Competition to be Europe’s number one shot putter is currently very fierce. Last year, the Polish pair of Michal Haratyk and Konrad Bukowiecki as well as Luxembourg’s Bob Bertemes led the way and the trio all threw 22 metres or more.
However, Croatia’s Filip Mihaljevic was not too far behind with a national record 21.84m and his indoor exploits have elevated him into medal consideration for the Paris 2020 European Athletics Championships.
At the World Athletics Indoor Tour finale in Madrid last Friday, he produced a terrific heave of 21.74m, just 10cm down on his outdoor national record, in the last round to not only add 22cm to his own indoor record but also move from third to first and clinch the World Athletics Indoor Tour title as well as the $20,000 winner-take-all first prize.
“I had really good indoor season and this just tops it,” reflected a smiling Mihaljevic in the wake of his win in the Spanish capital.
— World Athletics (@WorldAthletics) February 21, 2020
“I started well (with his previous national record of 21.52m at the World Athletics Indoor Tour meeting in Dusseldorf on 4 February. I opened a little late because the world champs in Doha were late last year.

* **Direction 1**: Decide whether each statement below agrees with the shot put report. For each, answer yes or no and quote the words of the report that decide it. (a) Mihaljevic's winning throw in Madrid came in the last round. (b) Mihaljevic's outdoor national record is 21.74m. (c) Bob Bertemes competes for Poland.

Region labeling records

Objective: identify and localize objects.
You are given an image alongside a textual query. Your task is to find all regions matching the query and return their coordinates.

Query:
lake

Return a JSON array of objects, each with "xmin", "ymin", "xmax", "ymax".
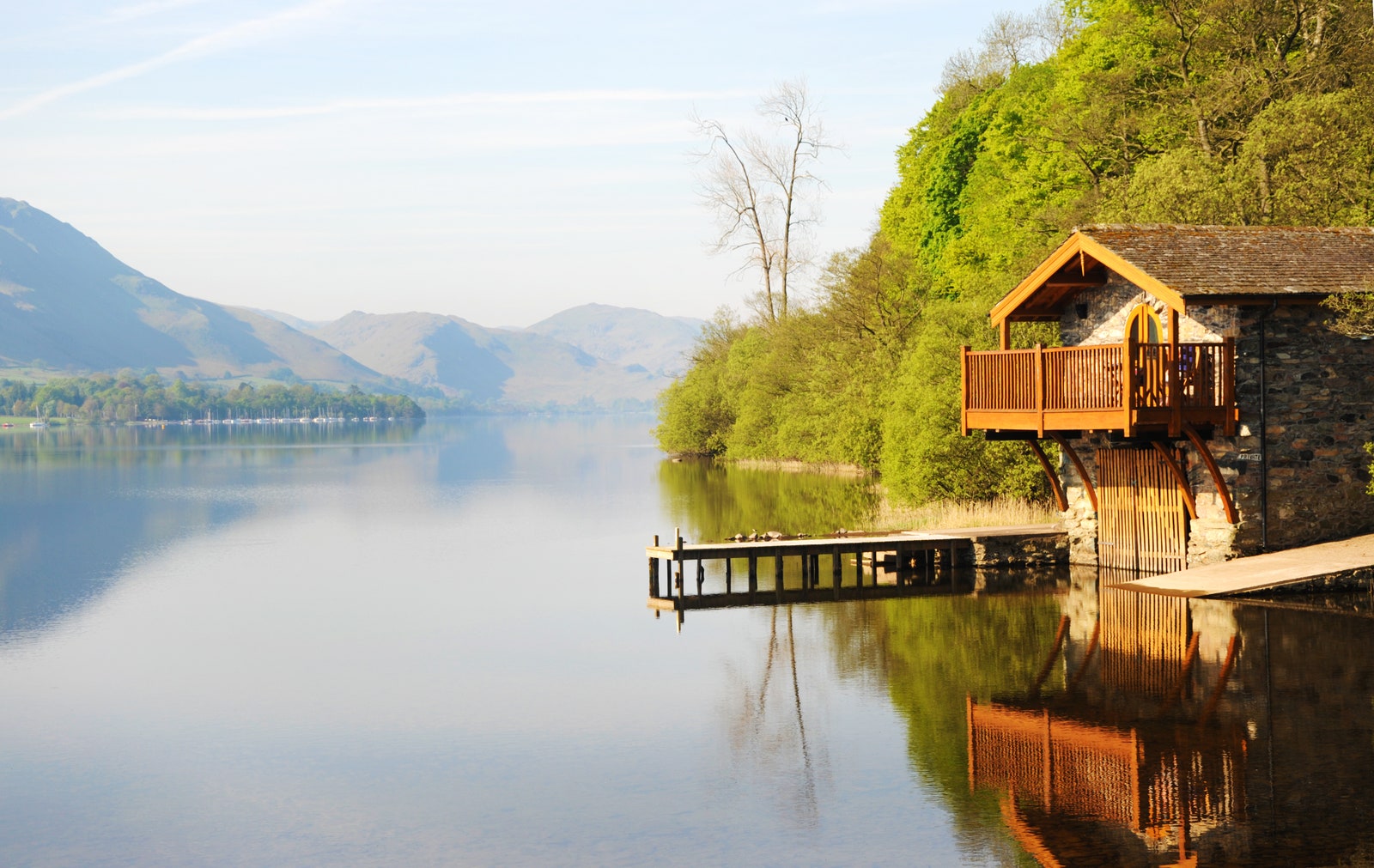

* **Direction 2**: Reproduce the records with "coordinates" swapped for "bounding boxes", keeping everything else the same and leaving out the pictures.

* **Right answer 1**:
(a) Yes: "in the last round to not only add 22cm to his own indoor record"
(b) No: "with a national record 21.84m"
(c) No: "Luxembourg’s Bob Bertemes"

* **Right answer 2**:
Objective: identify and localize objects.
You are given an image alongside a textual query. Your task is to find all regions matching the query and return their bounding boxes.

Query:
lake

Return a JSON array of objects, each with "xmin", "ymin", "xmax", "ymax".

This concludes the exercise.